- _Exercise_
Reproduce the records below line for line, without changing a single character.

──────── Records shown ────────

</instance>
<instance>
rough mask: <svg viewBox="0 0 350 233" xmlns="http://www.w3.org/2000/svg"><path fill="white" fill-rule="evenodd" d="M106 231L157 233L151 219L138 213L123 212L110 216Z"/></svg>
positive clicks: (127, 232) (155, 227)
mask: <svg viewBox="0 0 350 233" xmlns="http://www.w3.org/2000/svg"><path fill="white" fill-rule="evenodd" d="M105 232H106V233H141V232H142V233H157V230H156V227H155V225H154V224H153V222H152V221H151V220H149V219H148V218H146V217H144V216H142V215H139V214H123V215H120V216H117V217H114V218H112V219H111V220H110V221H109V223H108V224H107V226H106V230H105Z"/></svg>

────────

- _Output for this exercise_
</instance>
<instance>
rough mask: <svg viewBox="0 0 350 233" xmlns="http://www.w3.org/2000/svg"><path fill="white" fill-rule="evenodd" d="M106 231L157 233L151 219L138 213L123 212L110 216Z"/></svg>
positive clicks: (127, 232) (155, 227)
mask: <svg viewBox="0 0 350 233" xmlns="http://www.w3.org/2000/svg"><path fill="white" fill-rule="evenodd" d="M105 232H106V233H141V232H142V233H157V230H156V227H155V225H154V224H153V222H152V221H151V220H149V219H148V218H146V217H144V216H142V215H139V214H123V215H120V216H117V217H114V218H112V219H111V220H110V221H109V223H108V224H107V226H106V230H105Z"/></svg>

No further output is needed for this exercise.